▸ **What you are asked to do**
Search the listing below for the string "building" and show each line that contains it.

▸ **Material for this exercise**
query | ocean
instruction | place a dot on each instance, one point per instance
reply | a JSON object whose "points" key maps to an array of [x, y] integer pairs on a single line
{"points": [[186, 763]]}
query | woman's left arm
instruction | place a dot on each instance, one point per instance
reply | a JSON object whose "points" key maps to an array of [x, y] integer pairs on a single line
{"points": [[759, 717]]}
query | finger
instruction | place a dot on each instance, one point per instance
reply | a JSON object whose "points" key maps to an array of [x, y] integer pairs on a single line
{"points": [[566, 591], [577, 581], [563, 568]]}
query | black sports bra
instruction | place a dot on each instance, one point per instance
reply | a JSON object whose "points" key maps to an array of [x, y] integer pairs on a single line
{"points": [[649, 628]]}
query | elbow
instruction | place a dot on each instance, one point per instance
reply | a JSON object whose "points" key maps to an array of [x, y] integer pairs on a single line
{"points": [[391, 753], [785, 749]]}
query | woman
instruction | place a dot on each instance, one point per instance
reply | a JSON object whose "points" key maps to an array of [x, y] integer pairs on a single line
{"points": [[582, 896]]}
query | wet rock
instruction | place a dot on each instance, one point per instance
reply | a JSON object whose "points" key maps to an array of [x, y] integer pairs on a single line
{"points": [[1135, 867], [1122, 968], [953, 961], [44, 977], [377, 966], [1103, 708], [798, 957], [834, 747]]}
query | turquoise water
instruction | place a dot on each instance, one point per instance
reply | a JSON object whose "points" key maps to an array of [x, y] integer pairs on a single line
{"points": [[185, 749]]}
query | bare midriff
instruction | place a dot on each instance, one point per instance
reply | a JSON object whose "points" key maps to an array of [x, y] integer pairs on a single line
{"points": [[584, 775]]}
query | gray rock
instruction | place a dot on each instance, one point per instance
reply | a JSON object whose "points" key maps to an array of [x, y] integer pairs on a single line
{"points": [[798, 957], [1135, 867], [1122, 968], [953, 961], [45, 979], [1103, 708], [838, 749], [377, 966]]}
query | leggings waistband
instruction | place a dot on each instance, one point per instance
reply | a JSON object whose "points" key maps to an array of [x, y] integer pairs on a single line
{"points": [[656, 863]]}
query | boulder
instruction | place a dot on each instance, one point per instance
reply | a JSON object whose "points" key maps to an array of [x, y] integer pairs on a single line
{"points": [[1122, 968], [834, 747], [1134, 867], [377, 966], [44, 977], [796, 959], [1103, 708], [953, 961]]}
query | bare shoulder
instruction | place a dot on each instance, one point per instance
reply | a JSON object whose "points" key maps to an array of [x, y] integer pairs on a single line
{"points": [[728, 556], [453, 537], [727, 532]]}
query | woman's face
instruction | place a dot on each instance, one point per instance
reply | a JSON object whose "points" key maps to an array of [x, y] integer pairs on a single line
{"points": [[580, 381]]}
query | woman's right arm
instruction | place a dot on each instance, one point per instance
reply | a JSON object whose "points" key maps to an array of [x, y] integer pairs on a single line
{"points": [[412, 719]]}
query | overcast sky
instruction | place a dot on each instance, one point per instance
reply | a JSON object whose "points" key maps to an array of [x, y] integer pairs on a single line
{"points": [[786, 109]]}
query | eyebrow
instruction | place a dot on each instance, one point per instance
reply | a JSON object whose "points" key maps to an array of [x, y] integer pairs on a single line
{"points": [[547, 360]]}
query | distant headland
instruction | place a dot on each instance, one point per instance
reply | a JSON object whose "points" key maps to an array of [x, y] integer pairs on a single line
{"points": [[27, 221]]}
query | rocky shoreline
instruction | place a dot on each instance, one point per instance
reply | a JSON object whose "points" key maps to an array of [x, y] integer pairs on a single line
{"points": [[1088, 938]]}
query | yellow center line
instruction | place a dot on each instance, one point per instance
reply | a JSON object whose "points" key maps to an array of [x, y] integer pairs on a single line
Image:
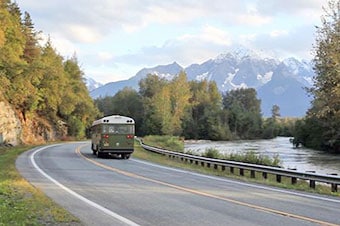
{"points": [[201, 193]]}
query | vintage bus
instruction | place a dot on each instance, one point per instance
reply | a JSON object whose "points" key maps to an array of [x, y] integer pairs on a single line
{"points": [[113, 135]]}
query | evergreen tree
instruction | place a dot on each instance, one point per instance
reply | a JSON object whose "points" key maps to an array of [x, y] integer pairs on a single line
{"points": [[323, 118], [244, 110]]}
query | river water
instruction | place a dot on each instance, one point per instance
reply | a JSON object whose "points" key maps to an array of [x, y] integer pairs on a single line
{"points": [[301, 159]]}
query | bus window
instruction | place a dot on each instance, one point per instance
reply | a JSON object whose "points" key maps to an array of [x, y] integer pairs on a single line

--

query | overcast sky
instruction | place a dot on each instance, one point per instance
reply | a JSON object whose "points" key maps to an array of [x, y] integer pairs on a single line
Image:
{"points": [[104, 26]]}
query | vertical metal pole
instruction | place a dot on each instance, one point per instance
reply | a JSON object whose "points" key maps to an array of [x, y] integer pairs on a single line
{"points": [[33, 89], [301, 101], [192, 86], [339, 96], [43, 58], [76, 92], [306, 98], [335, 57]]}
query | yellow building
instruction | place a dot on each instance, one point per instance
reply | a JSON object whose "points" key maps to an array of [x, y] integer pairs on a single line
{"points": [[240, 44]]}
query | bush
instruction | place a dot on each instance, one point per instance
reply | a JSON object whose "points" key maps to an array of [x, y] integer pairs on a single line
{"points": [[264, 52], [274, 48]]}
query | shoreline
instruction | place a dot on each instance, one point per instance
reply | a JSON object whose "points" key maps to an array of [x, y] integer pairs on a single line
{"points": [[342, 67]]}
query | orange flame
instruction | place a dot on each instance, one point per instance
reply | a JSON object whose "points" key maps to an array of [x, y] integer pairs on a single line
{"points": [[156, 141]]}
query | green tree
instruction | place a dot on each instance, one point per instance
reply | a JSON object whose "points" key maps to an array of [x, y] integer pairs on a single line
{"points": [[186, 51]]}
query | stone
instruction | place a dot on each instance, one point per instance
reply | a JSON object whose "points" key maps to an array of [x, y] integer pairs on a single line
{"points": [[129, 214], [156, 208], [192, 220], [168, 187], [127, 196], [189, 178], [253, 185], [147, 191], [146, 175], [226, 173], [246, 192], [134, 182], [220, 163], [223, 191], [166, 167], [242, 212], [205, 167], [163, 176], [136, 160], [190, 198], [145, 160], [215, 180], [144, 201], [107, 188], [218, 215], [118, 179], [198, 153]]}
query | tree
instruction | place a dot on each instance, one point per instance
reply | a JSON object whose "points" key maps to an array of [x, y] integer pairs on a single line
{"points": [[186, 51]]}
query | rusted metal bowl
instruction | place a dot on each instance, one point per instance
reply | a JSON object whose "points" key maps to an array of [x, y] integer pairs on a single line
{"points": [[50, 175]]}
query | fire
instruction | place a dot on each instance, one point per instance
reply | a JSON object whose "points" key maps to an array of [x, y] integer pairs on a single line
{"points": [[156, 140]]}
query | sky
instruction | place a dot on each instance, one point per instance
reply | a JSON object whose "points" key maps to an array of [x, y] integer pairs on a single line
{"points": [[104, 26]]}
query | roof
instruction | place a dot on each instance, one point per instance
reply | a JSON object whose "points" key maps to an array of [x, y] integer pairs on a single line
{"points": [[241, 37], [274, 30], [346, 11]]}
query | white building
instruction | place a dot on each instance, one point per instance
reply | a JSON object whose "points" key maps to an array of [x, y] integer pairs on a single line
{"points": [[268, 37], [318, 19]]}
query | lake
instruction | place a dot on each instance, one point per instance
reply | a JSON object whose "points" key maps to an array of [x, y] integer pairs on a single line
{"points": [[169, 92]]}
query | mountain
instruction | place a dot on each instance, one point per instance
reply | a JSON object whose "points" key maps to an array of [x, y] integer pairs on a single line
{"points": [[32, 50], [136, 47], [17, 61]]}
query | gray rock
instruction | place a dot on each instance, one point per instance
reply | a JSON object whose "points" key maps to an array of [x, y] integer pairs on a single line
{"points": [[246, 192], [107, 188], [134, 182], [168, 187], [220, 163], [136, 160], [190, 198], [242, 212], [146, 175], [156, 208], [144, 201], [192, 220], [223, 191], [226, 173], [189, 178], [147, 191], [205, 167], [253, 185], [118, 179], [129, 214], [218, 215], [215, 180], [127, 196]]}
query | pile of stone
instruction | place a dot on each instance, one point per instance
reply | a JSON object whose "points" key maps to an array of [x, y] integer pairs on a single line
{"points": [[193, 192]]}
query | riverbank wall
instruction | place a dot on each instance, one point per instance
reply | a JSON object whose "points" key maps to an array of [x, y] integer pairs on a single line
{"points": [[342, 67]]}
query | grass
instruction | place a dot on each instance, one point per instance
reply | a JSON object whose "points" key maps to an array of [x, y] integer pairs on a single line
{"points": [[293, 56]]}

▸ **Written answer**
query | yellow building
query | white building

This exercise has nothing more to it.